[Items from a data source]

--

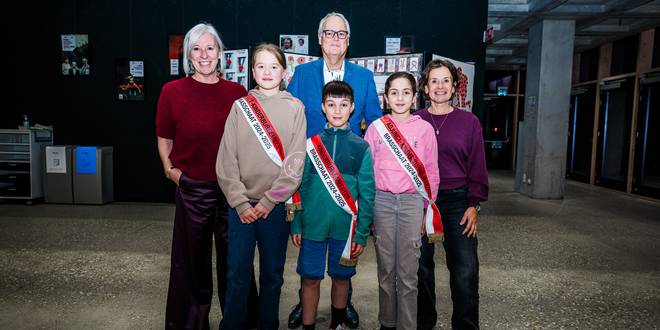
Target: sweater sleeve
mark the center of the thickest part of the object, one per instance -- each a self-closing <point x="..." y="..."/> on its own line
<point x="371" y="136"/>
<point x="297" y="224"/>
<point x="477" y="172"/>
<point x="226" y="165"/>
<point x="293" y="85"/>
<point x="366" y="194"/>
<point x="292" y="167"/>
<point x="164" y="118"/>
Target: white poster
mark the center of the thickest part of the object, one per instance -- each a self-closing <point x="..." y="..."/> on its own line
<point x="237" y="66"/>
<point x="55" y="159"/>
<point x="465" y="88"/>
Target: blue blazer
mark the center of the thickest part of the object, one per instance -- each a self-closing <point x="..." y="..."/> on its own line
<point x="307" y="85"/>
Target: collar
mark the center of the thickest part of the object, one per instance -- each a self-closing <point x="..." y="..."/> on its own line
<point x="336" y="131"/>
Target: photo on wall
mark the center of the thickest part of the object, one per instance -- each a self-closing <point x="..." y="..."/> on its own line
<point x="292" y="43"/>
<point x="130" y="80"/>
<point x="236" y="66"/>
<point x="175" y="54"/>
<point x="75" y="55"/>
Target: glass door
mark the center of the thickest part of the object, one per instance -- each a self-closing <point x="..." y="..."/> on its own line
<point x="580" y="133"/>
<point x="614" y="123"/>
<point x="646" y="177"/>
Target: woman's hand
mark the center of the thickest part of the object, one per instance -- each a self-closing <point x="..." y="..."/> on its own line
<point x="261" y="211"/>
<point x="470" y="216"/>
<point x="356" y="250"/>
<point x="175" y="175"/>
<point x="248" y="216"/>
<point x="295" y="239"/>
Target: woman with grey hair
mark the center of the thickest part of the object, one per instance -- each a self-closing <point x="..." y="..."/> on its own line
<point x="190" y="120"/>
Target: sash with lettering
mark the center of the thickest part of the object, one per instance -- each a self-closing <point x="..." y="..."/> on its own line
<point x="269" y="140"/>
<point x="337" y="188"/>
<point x="414" y="167"/>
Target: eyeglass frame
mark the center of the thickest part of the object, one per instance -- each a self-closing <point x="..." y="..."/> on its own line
<point x="335" y="34"/>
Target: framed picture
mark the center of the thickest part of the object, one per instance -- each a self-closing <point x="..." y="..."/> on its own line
<point x="399" y="44"/>
<point x="75" y="55"/>
<point x="175" y="54"/>
<point x="293" y="43"/>
<point x="237" y="66"/>
<point x="130" y="80"/>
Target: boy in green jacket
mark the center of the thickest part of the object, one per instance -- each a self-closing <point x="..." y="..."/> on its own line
<point x="337" y="194"/>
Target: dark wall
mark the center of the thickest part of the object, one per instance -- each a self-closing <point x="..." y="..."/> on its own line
<point x="84" y="110"/>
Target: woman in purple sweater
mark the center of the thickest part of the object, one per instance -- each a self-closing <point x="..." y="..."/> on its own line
<point x="463" y="185"/>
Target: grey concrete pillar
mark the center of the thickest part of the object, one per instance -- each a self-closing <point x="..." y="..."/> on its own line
<point x="547" y="93"/>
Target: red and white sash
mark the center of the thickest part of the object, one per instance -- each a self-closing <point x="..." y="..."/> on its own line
<point x="337" y="188"/>
<point x="268" y="138"/>
<point x="413" y="166"/>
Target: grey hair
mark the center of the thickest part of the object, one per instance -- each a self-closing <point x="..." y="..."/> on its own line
<point x="191" y="39"/>
<point x="348" y="26"/>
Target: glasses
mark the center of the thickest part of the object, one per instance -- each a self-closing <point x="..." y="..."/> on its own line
<point x="332" y="33"/>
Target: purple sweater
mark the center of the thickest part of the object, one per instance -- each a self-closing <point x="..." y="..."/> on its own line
<point x="461" y="155"/>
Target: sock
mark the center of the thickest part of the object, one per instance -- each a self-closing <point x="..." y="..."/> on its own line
<point x="338" y="315"/>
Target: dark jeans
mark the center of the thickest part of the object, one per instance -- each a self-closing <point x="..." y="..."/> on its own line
<point x="271" y="237"/>
<point x="201" y="214"/>
<point x="462" y="263"/>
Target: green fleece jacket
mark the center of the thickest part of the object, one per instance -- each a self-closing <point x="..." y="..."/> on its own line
<point x="321" y="217"/>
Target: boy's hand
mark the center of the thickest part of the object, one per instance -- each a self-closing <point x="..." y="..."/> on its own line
<point x="248" y="216"/>
<point x="356" y="250"/>
<point x="260" y="211"/>
<point x="295" y="239"/>
<point x="470" y="216"/>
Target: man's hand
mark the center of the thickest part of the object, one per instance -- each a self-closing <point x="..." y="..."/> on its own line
<point x="356" y="250"/>
<point x="248" y="216"/>
<point x="260" y="211"/>
<point x="295" y="239"/>
<point x="470" y="216"/>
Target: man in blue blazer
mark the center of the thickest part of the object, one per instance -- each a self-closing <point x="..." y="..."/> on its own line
<point x="307" y="85"/>
<point x="309" y="78"/>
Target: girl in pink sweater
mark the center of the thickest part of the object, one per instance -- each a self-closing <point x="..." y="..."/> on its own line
<point x="405" y="157"/>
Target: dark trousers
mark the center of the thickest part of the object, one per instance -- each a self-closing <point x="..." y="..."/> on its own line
<point x="462" y="263"/>
<point x="201" y="214"/>
<point x="270" y="236"/>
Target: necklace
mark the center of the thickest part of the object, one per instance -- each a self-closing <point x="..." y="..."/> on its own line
<point x="437" y="129"/>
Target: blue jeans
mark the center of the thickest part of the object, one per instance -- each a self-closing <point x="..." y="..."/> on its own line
<point x="270" y="236"/>
<point x="312" y="260"/>
<point x="462" y="263"/>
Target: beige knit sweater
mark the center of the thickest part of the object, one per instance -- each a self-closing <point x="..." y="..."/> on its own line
<point x="244" y="170"/>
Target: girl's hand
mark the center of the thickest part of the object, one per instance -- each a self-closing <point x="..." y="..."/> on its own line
<point x="356" y="250"/>
<point x="470" y="216"/>
<point x="175" y="175"/>
<point x="248" y="216"/>
<point x="260" y="211"/>
<point x="295" y="239"/>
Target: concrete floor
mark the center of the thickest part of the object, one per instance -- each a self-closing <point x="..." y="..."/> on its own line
<point x="591" y="260"/>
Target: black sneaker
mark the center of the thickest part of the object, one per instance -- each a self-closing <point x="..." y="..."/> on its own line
<point x="352" y="319"/>
<point x="295" y="318"/>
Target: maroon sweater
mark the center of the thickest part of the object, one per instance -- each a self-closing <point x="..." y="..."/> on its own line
<point x="193" y="114"/>
<point x="461" y="155"/>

--

→ What to do:
When a line in the data contains "hair", return it as written.

→ Answer section:
Target: woman with grey hair
Target: grey hair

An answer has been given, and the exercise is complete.